■ Given request ■
Repeat each entry in full, exactly.

■ Available data ■
— begin —
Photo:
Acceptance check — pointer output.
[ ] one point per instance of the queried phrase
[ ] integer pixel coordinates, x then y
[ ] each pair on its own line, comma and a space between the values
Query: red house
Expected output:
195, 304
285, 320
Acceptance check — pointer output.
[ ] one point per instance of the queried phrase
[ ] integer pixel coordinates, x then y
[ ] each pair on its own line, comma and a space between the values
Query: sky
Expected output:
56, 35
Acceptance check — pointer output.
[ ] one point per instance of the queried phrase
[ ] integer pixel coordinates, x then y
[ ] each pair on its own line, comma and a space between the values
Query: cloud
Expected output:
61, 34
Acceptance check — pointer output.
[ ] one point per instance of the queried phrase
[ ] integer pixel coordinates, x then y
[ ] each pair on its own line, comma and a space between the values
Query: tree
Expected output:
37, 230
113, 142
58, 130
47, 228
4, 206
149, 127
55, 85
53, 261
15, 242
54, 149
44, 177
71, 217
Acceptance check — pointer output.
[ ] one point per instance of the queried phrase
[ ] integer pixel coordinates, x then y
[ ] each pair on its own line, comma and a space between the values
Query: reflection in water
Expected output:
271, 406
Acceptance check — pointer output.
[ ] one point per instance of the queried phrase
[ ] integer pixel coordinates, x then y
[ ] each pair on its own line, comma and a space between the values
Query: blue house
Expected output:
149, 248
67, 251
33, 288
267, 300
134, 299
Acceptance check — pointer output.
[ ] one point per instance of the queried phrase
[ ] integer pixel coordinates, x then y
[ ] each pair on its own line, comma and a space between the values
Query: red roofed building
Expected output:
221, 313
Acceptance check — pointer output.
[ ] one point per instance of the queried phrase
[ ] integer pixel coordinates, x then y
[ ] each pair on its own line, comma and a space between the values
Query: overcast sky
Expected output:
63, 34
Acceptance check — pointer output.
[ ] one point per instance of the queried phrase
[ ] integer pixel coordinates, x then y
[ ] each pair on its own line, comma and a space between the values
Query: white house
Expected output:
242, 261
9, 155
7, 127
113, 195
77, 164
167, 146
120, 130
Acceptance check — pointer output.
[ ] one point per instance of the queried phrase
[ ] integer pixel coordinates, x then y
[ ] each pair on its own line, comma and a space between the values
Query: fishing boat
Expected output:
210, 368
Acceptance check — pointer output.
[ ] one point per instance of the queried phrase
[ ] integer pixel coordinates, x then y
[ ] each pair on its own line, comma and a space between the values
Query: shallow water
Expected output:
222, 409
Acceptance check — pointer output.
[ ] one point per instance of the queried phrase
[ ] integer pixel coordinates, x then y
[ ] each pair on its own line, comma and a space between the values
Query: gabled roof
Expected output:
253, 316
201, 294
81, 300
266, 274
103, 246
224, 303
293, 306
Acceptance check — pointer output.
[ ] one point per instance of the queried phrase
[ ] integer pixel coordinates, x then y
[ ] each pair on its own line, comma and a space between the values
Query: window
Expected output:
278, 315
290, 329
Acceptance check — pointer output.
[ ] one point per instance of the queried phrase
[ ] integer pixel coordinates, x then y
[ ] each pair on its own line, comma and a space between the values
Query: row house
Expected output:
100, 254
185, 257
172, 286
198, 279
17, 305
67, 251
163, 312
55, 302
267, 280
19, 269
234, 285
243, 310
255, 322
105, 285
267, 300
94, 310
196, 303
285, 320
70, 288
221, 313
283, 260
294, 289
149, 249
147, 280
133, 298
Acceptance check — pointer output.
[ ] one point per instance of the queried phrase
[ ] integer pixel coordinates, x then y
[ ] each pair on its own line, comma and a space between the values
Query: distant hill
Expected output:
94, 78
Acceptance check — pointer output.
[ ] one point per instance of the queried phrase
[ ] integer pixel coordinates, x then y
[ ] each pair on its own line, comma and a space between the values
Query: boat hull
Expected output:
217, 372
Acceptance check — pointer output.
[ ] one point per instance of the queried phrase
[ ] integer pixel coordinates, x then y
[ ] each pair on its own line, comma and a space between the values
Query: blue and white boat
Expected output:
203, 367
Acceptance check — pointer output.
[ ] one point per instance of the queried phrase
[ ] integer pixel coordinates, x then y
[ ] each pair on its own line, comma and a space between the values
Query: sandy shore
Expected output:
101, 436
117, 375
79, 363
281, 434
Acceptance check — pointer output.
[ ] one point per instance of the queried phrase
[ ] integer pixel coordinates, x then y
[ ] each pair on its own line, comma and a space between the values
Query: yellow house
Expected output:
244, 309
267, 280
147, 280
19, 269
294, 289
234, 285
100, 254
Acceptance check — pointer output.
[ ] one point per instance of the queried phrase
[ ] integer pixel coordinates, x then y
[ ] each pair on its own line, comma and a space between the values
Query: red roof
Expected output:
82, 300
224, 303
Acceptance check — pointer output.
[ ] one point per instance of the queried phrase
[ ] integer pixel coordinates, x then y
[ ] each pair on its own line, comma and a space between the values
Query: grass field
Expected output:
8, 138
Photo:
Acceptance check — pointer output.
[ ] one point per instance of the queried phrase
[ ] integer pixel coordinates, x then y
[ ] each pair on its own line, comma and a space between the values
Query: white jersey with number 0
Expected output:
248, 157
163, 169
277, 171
— end —
■ Solution for this exercise ■
Photo:
Acceptance check — pointer output.
[ ] one point per instance of the queried phrase
[ ] integer pixel coordinates, x then y
[ ] each pair on its own line, comma and a space between the values
Query: red house
Expected output:
195, 304
285, 320
Acceptance check — pointer output.
[ ] one point per instance of the queried phrase
[ ] integer pixel coordinates, x then y
[ ] each pair on its own line, comma and a space between the values
Query: sky
Expected output:
56, 35
Acceptance check — pointer output.
[ ] one point per instance of the queried phrase
[ ] integer pixel coordinates, x then y
[ ] each pair on its own line, comma and a space between the values
Query: cloud
Expected output:
61, 34
Acceptance check — pointer output.
[ ] one point per instance of the queried phrase
[ ] integer pixel coordinates, x then y
[ ] each pair on its own line, comma and a space between the values
Query: tree
Expected output:
37, 230
113, 142
58, 130
47, 228
4, 206
149, 127
55, 85
53, 261
15, 242
54, 149
44, 177
71, 217
Acceptance check — pointer output.
[ ] one point per instance of the queried phrase
[ ] integer pixel coordinates, x then y
[ ] each pair on its own line, comma and a space between the values
Query: reflection in water
Expected output:
271, 406
Acceptance check — pointer output.
[ ] one point per instance of the queried phrase
[ ] integer pixel coordinates, x then y
[ ] each pair on its own line, comma and a space between the values
Query: blue house
Expected output:
149, 248
67, 251
33, 288
267, 300
134, 299
Acceptance check — pointer output.
[ ] one point per instance of the queried phrase
[ ] integer pixel coordinates, x then y
[ ] each pair on its own line, comma and a space between the values
Query: red roofed building
Expected output:
221, 313
Acceptance check — pointer output.
[ ] one point per instance of the queried phrase
[ ] integer pixel coordinates, x then y
[ ] each pair on its own line, comma and a space between the values
Query: overcast sky
Expected output:
63, 34
Acceptance check — pointer output.
[ ] one point per instance of the queried phrase
[ ] integer pixel coordinates, x then y
[ ] each pair on its own line, comma and a space between the values
Query: white house
Expected output:
242, 261
9, 155
7, 127
113, 195
77, 164
167, 146
120, 130
Acceptance check — pointer output.
[ ] one point per instance of the queried phrase
[ ] integer pixel coordinates, x then y
[ ] each pair on its own line, comma and a space between the values
Query: fishing boat
Expected output:
210, 368
Acceptance check — pointer output.
[ ] one point per instance of the queried phrase
[ ] integer pixel coordinates, x then y
[ ] each pair on its own line, comma and a space between the values
Query: shallow water
Expected output:
222, 409
Acceptance check — pointer output.
[ ] one point per instance of the queried phrase
[ ] integer pixel coordinates, x then y
[ ] each pair on its own line, comma and a space between the values
Query: gabled roof
Expected output:
253, 316
201, 294
81, 300
266, 274
103, 246
224, 303
293, 306
Acceptance check — pointer output.
[ ] one point per instance of the queried phrase
[ ] integer pixel coordinates, x then y
[ ] each pair on its own line, comma and a space between the values
Query: window
Expected output:
278, 315
290, 329
Acceptance check — pointer output.
[ ] one point per instance of the queried phrase
[ ] integer pixel coordinates, x then y
[ ] each pair on its own line, comma and a space between the values
Query: row house
Expected output:
100, 254
185, 257
172, 286
198, 279
17, 305
67, 251
163, 312
55, 302
267, 280
19, 269
234, 285
243, 310
255, 322
105, 285
267, 300
94, 310
196, 303
285, 320
70, 288
221, 313
283, 260
294, 289
149, 249
147, 280
133, 298
Acceptance check — pointer output.
[ ] one point per instance of the queried phrase
[ ] integer pixel coordinates, x then y
[ ] each pair on its own line, comma and a space between the values
Query: distant hill
Expected output:
94, 78
Acceptance check — pointer output.
[ ] one point per instance of the queried phrase
[ ] integer pixel coordinates, x then y
[ ] each pair on its own line, comma and a space between the values
Query: boat hull
Expected output:
217, 372
Acceptance check — pointer output.
[ ] one point per instance of the queried phrase
[ ] integer pixel coordinates, x then y
[ ] each pair on its own line, comma and a space between the values
Query: blue and white boat
Expected output:
203, 367
Acceptance check — pointer output.
[ ] one point per instance of the queried phrase
[ ] integer pixel coordinates, x then y
[ ] each pair on its own line, comma and a space between the values
Query: sandy shore
Expected output:
101, 436
117, 375
79, 363
281, 434
Acceptance check — pointer output.
[ ] one point per instance of the queried phrase
[ ] integer pixel coordinates, x then y
[ ] each pair on its own line, comma and a space between the values
Query: yellow house
Expected output:
244, 309
267, 280
147, 280
19, 269
294, 289
234, 285
100, 254
Acceptance check — pointer output.
[ ] one point per instance of the queried phrase
[ ] integer pixel coordinates, x then y
[ ] each pair on its own line, comma and a space between the values
Query: red roof
Expected output:
82, 300
224, 303
Acceptance check — pointer output.
[ ] one point per instance of the queried phrase
[ ] integer pixel coordinates, x then y
[ ] each pair on its own line, comma and a space between the values
Query: grass field
Expected output:
8, 138
Photo:
Acceptance check — pointer output.
[ ] one point per instance of the queried phrase
[ ] integer pixel coordinates, x then y
[ ] each pair on its own line, comma and a space between the values
Query: white jersey with number 0
Expected output:
248, 157
163, 169
277, 171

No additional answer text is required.